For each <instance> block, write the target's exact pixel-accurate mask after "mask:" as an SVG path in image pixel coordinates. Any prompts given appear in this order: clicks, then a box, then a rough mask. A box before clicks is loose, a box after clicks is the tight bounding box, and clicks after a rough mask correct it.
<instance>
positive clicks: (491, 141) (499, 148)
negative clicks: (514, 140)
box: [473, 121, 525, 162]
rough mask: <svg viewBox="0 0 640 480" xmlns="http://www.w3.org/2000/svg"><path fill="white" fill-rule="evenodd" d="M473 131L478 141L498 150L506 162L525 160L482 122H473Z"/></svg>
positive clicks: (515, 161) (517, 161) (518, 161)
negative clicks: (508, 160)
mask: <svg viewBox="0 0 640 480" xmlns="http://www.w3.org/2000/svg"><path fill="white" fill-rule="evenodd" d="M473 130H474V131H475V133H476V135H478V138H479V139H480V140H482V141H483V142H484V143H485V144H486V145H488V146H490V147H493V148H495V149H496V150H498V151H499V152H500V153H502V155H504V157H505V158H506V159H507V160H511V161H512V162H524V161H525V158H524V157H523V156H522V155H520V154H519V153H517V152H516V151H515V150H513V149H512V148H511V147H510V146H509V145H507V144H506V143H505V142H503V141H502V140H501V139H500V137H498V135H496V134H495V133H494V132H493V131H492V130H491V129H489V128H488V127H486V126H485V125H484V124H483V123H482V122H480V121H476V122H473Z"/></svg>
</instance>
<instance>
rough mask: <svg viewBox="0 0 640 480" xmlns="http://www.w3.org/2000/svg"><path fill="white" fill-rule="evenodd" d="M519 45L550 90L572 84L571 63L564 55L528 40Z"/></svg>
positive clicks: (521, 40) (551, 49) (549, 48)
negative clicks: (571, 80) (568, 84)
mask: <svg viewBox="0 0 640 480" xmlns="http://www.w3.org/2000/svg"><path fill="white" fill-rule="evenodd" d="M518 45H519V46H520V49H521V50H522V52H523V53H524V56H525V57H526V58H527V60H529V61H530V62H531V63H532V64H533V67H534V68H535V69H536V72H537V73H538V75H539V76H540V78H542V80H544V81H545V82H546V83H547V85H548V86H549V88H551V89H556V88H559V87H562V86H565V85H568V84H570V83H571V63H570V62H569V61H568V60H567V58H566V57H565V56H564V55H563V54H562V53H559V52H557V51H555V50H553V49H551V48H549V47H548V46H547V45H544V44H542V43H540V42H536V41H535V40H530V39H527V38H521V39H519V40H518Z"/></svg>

----

Work request: Write out only those lines of the entries that lie between the line containing "45L550 90L572 84L571" and the last line, inclusive, reproducing them exactly.

Answer to the problem:
rough mask: <svg viewBox="0 0 640 480" xmlns="http://www.w3.org/2000/svg"><path fill="white" fill-rule="evenodd" d="M519 45L550 90L572 84L571 63L564 55L528 40Z"/></svg>
positive clicks: (521, 40) (551, 49) (549, 48)
negative clicks: (571, 80) (568, 84)
mask: <svg viewBox="0 0 640 480" xmlns="http://www.w3.org/2000/svg"><path fill="white" fill-rule="evenodd" d="M518 45H519V46H520V49H521V50H522V52H523V53H524V56H525V57H526V58H527V60H529V61H530V62H531V63H532V64H533V67H534V68H535V69H536V72H537V73H538V75H539V76H540V78H542V80H544V81H545V82H546V83H547V85H548V86H549V88H551V89H556V88H559V87H562V86H565V85H568V84H570V83H571V63H570V62H569V61H568V60H567V58H566V57H565V56H564V55H563V54H562V53H559V52H557V51H555V50H553V49H551V48H549V47H548V46H547V45H544V44H542V43H540V42H536V41H535V40H530V39H527V38H521V39H519V40H518Z"/></svg>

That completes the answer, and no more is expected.